Task instructions: Would you restate each entry word for word, omitting the pictures?

Source information:
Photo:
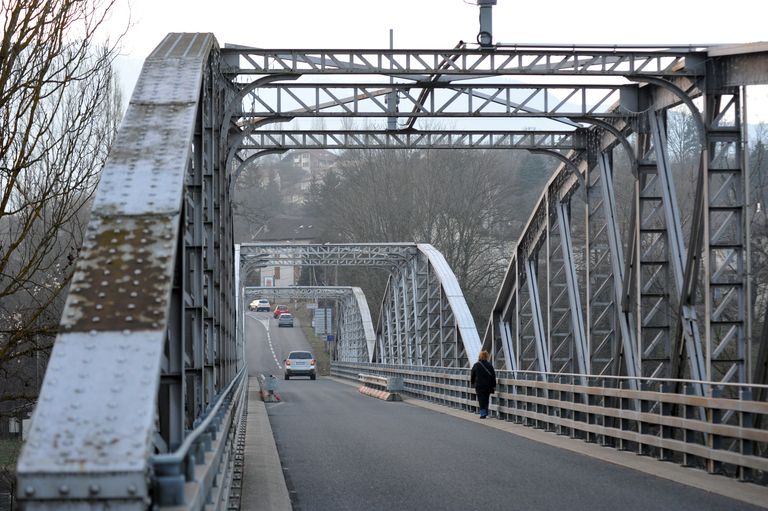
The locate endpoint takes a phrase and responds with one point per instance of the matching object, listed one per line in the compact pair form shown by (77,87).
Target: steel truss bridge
(636,331)
(354,327)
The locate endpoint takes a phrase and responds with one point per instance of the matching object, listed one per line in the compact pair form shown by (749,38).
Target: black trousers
(482,398)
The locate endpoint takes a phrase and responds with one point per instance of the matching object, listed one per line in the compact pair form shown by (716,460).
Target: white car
(285,319)
(300,363)
(260,305)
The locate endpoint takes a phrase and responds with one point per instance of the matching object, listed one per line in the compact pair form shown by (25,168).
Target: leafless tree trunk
(59,111)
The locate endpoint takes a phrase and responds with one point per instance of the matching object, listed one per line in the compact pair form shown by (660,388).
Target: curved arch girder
(424,318)
(355,335)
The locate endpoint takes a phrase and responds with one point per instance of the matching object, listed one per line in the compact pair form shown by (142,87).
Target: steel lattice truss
(424,319)
(149,340)
(518,60)
(355,335)
(149,324)
(379,139)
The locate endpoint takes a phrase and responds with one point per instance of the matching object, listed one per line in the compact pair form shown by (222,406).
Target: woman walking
(483,377)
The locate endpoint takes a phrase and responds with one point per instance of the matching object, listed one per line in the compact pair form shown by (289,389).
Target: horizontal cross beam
(257,255)
(518,60)
(444,100)
(382,139)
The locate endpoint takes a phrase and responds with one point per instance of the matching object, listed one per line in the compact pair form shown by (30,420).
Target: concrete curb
(264,487)
(720,485)
(379,394)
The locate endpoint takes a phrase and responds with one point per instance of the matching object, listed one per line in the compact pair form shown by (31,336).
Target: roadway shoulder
(720,485)
(264,485)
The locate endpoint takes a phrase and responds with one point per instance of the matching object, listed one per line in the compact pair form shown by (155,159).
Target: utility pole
(485,36)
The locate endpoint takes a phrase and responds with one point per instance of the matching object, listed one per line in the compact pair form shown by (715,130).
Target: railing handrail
(576,375)
(181,452)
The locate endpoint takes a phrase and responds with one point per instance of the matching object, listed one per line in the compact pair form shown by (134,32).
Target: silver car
(300,363)
(285,319)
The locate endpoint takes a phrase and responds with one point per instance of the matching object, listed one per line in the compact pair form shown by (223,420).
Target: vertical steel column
(599,297)
(527,349)
(542,353)
(560,334)
(724,239)
(577,317)
(677,252)
(617,262)
(654,308)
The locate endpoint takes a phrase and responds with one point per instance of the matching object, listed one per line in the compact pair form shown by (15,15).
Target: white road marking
(265,322)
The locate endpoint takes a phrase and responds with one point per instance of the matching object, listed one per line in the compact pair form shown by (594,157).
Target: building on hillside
(313,165)
(313,161)
(282,229)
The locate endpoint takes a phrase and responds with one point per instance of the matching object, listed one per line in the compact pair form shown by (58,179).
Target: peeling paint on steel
(98,404)
(124,275)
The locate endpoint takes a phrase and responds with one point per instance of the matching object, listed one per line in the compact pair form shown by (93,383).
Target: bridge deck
(342,450)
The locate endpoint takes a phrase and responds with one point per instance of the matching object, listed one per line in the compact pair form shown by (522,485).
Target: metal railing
(662,419)
(196,475)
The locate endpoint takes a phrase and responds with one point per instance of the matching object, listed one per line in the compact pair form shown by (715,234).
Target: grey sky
(436,24)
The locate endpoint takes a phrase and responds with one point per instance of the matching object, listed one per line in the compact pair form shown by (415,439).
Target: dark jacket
(483,377)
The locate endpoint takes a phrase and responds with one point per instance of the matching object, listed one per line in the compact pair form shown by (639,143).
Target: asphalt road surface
(344,451)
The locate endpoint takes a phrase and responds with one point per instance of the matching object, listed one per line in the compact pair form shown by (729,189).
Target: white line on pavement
(265,322)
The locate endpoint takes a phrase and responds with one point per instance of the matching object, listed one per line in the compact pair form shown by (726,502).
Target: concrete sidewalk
(264,487)
(720,485)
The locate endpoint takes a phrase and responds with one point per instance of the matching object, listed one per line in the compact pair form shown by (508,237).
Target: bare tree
(59,111)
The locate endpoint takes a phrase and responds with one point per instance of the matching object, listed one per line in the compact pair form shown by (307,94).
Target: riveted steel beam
(509,60)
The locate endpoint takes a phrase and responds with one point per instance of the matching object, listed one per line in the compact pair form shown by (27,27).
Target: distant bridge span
(644,342)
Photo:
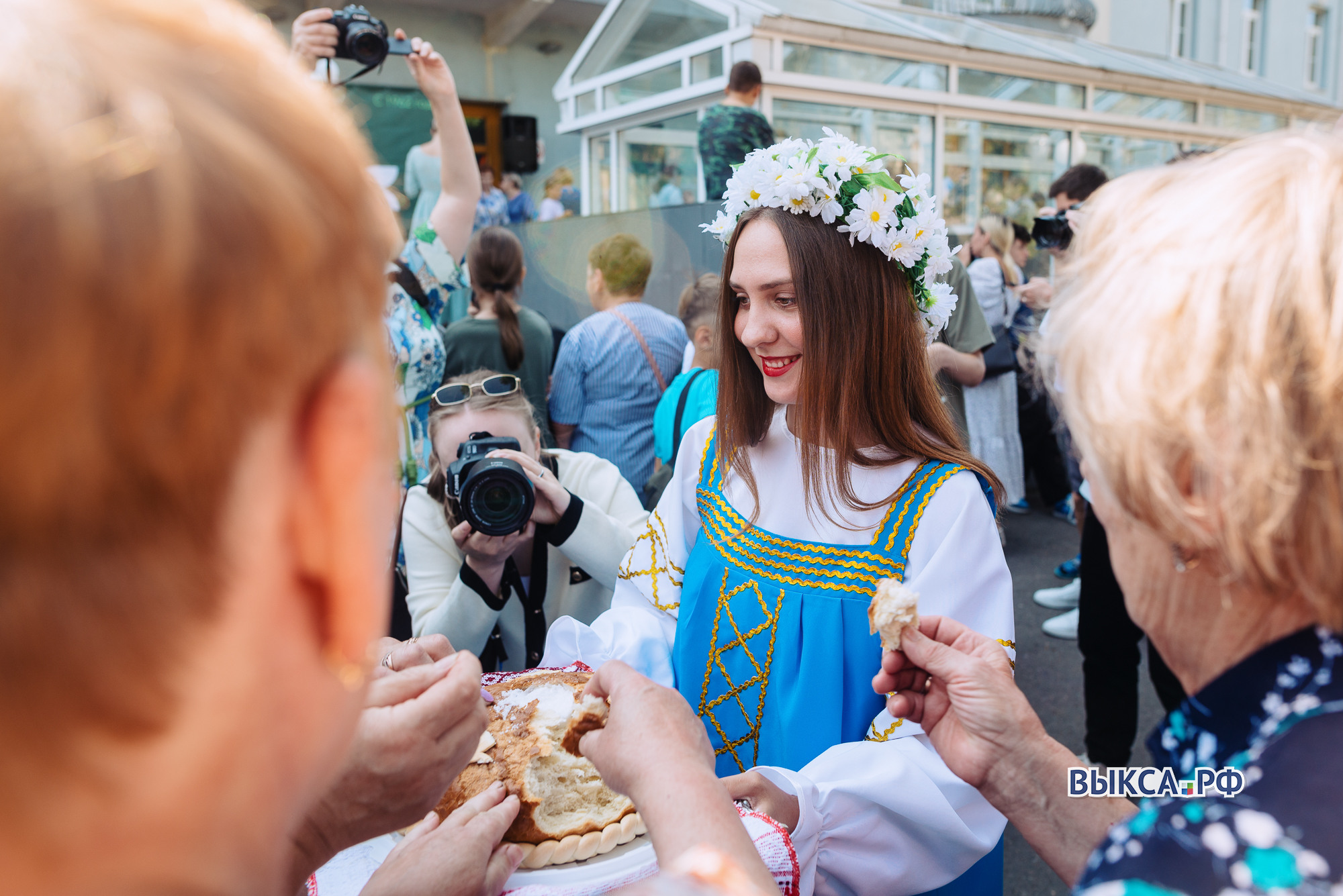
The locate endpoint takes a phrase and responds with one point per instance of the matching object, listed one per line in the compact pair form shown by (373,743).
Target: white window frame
(1317,46)
(1252,36)
(1183,28)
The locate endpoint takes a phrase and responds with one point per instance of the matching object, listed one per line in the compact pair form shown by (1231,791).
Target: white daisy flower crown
(839,180)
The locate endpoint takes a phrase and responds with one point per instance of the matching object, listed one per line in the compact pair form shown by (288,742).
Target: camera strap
(342,83)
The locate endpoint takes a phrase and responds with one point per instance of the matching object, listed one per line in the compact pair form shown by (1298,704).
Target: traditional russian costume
(762,626)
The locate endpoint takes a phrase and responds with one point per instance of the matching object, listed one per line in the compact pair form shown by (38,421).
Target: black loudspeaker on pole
(519,144)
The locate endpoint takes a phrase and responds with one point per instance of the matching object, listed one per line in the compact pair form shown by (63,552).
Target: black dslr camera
(494,494)
(366,39)
(1054,231)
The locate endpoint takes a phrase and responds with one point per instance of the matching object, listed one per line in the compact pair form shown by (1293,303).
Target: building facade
(994,99)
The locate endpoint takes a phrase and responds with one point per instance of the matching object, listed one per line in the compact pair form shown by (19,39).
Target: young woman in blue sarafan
(829,466)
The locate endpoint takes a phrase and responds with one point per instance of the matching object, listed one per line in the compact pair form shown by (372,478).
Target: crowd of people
(195,694)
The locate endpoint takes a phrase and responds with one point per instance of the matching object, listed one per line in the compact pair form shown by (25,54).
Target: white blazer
(581,572)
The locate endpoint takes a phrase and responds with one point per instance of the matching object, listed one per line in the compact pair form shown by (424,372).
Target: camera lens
(366,43)
(498,497)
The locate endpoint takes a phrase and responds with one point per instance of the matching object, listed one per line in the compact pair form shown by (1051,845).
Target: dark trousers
(1109,642)
(1039,446)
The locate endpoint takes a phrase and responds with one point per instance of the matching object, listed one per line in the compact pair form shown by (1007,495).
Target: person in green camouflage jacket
(733,129)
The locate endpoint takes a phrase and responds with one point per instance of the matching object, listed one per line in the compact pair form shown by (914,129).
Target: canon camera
(492,494)
(365,38)
(1052,231)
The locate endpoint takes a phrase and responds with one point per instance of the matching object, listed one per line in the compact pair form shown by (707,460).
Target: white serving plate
(621,862)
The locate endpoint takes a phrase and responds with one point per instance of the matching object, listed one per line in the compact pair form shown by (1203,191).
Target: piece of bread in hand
(892,609)
(589,715)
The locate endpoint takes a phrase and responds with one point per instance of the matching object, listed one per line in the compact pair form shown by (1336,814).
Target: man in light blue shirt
(614,365)
(699,313)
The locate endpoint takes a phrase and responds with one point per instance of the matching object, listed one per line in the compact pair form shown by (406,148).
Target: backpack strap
(680,415)
(648,353)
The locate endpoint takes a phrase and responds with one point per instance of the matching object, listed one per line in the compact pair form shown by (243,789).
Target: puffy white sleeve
(640,628)
(886,815)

Reply to the exercise:
Photo:
The locate endpoint takes a phrase and responds with one point per instance of the matching object, listed one per line in the compact pair form shown by (77,87).
Target: steel truss bridge
(636,331)
(354,327)
The locate endpoint takes a phrase and responds with one point per instance of the matching object, listed one per line in the compact pair form shown by (749,38).
Target: black trousers
(482,398)
The locate endpoint takes a phrase and responds with one point per instance of the matching object, listed one per line in the compact pair form shown by (716,460).
Target: white car
(285,319)
(300,363)
(260,305)
The locate endpoint takes a phrase and responds with one point per instance of the matching object, listed one per line in the compact pair form shown by (25,168).
Target: leafless tree trunk
(59,111)
The locate endpoint takes a phrase and responds with one point per instance of the matching object, listed one per line in the compact pair form shown by (660,388).
Target: curved arch girder
(424,318)
(355,335)
The locate endpoint takes a phrase and responds with one point per instance of the matching object, listed one per line in the compact pair form shown by (142,87).
Target: steel lattice truss
(424,319)
(149,340)
(518,60)
(355,335)
(149,324)
(379,139)
The locate endpoint takes a phrase and responds with one point per instance of the matching object, listed one per line in the compact pair form shown by (222,406).
Target: woman walking
(483,377)
The locate endpoint takes a phrase and responds with one point per instance of the matching object, listed one per line in the compact pair form shown by (289,389).
Target: horizontal cross beam
(257,255)
(518,60)
(444,100)
(382,139)
The locate endpoint takes a phrase and responds with one point per instance of the matching object, listed one per line in the compact pair form shown by (30,420).
Target: concrete curb
(264,487)
(720,485)
(379,394)
The locate endpoint takes a phrase and responds with one point per instance of the matching object, listed one per line in the compact pair form shown by (31,336).
Target: roadway shoulder
(720,485)
(264,485)
The locate endpoint takes a phrase and responds with one point per instance of the matching object, listed one per line in the compact pair form shown by (155,159).
Target: utility pole
(485,36)
The locate endpoint takes a phrase and responds with one point per instance of the matching object, listed one per line in the compact pair form shown by (715,130).
Target: railing handrail
(576,375)
(181,452)
The locate endpoint takes a phrase and responds with one point per instance of the matching object, listed one per line in the compact pair form shown by (134,32).
Target: silver car
(300,363)
(285,319)
The locate endpoint takes a phrase and responds with one point per instance of the matching object, listed one per line in the compact pair form shown by (223,420).
Target: vertical steel column
(599,297)
(527,349)
(542,353)
(560,334)
(724,239)
(577,317)
(677,252)
(617,262)
(654,308)
The locate endpoint takes a phrase and responds with one point per instance of the matching object, listed one per line in the compact pair form shown by (15,15).
Target: white road marking
(265,322)
The locate endpoint takes a phrase and responds with one point per instance of the matching object, listed one per line in the compact pair form shown by (594,157).
Target: building on hillside
(313,165)
(313,161)
(282,229)
The locate endpoint takes a phrase and responds with one point per instance of the matching object, listed one per line in the compact pair form shown by (58,179).
Target: peeling paint on steel
(98,404)
(124,275)
The locate endpoint takes a phrase and responds with one point per instance of the matching object, listed one per line in the compact pair form shown by (93,383).
Target: bridge deck
(342,450)
The locate endpoint takes a phrase and responds with one point per instance of the matching object, listed one per line in the compact pair form shown by (522,485).
Target: metal railing
(662,419)
(196,475)
The locate endpoint takes a phrase and responds with one point per instance of the matching object, listed one per line in the compact pair form shown by (715,234).
Target: grey sky
(436,24)
The locate endpoint takes a phrase and responds with one point per instance of the matching object, listed one per line in the compact pair form shown by (415,439).
Target: dark jacket
(483,377)
The locate endpoint takes a phrase and responds with one point per instance of the matching object, listed one per line in the compact pair form shown by (639,143).
Target: asphalt road surface
(344,451)
The locate endpoint takes a phrase and responds with one point per instance of the matching object, listed one per line in the compact pair form shown by (729,189).
Target: white line on pavement
(265,322)
The locate endpoint takes a phrase and responds with one point per instance of the matching object, listed one per line in the compact pair form shown by (726,502).
Target: concrete sidewalk
(264,487)
(720,485)
The locate endpoint takes a phrase and responds with one point per instance of the matching object, listed one per line in the compact pair form shown by (508,237).
Target: bare tree
(59,111)
The locate endpoint takes a phrase and responds with one point per instance of the matching object, listed one per line in the compact pair form shown by (307,94).
Target: riveted steel beam
(509,60)
The locate endpoint takes a phrase and responds with one point per instance of the matching object, listed one per line in the compact pair form shown by (27,27).
Target: distant bridge span
(644,342)
Photo:
The locate endpoint takes a phrase and responds with one point per instance of the matching object, listed one per line in the compact pair form shown by (373,743).
Target: white window frame
(1317,46)
(1252,36)
(1183,28)
The locate endpoint takes a phrase and responds with one point per instance of the matching object, listed one per line in the compact pair form shown by (1231,791).
Target: white daisy flower crown
(839,180)
The locate endpoint takes a phrase and responds with one point per instance of the matching object, listed one per line in the compact pair form shown by (288,742).
Target: camera strap
(342,83)
The locate endpoint takes a phrase and responds with one point per instance of the matching object, listed one per line in the compact pair form shown by (1298,704).
Target: traditional russian costume
(762,626)
The locate endpoint takes a phrase and responds with one point per instance of the matching object, listed one per line in the compact pair form shown by (38,421).
Target: black loudspeaker on pole
(519,144)
The locate endpoint takes a phrase and responds with one point per instance of the matching object, listed one per line in the compact pair form shown by (63,552).
Target: black dslr camera
(494,494)
(366,39)
(1054,231)
The locate endpoint takes a phrase and responds with one point per instance of the matching object, listed one per line in the compact pair form shown by (1293,303).
Target: building facade
(994,99)
The locate endpoint takes a phrase and responds with one point per instance of the matching object, listed one per line in the compact pair form shown by (19,39).
Target: young woman in blue sarafan
(829,466)
The locate endpoint takes a phrase and responds with one point per instance of the matching object, listed one per line in the compact pair form shown by (372,478).
Target: crowd of people
(195,694)
The locate endpoint takes a phrase and responds with one point per instance of the matching object, listed one per line in the compact pair form shown by (25,54).
Target: white blazer
(581,572)
The locate endpoint takes a phrase and responds with one point per instance of the matching object, listed one per line in the compact pair form shown by (424,372).
Target: camera lens
(366,43)
(498,497)
The locate endpoint takes a phrase and responds with one point per instance of the matching object, listed one per line in the compact pair form shown by (1051,845).
Target: dark trousers
(1109,642)
(1039,446)
The locate endpoint takes a phrase and responds with one point per instance of the matching object, listed one per line in the compact pair form shown by (1007,495).
Target: person in green camouflage jacket
(733,129)
The locate endpoint takes a phrase and responds with one point per instance of the matching object, listed one per line in the compact pair form shown by (914,129).
Target: canon camera
(492,494)
(365,38)
(1052,231)
The locate endpoint takes a phrase and responds with one point per instance of the matching object, listed one per line in the compact pair form shown by (707,460).
Target: white serving plate
(621,862)
The locate endpoint takes a phrase and responds with one point per instance of the matching object, listed one per line in the compact pair form shown by (1203,191).
Target: piece of bread in hand
(892,609)
(589,715)
The locate endpoint takes a phrase and responds with one point per instance of the matching object, listed one per line in the compact pair form shown by (1336,814).
Target: man in light blue shirt
(614,365)
(699,313)
The locate endpoint takes a phrase and responds with one point per instance of the matching object, listed one per line in the compact pair form shown by (406,148).
Target: backpack strap
(680,415)
(648,353)
The locate endpoint takes a phrase and responds with one point per instance of the matching object, listed one per line in the compact pair form shown by (243,789).
Target: puffy white sleeve
(640,628)
(886,815)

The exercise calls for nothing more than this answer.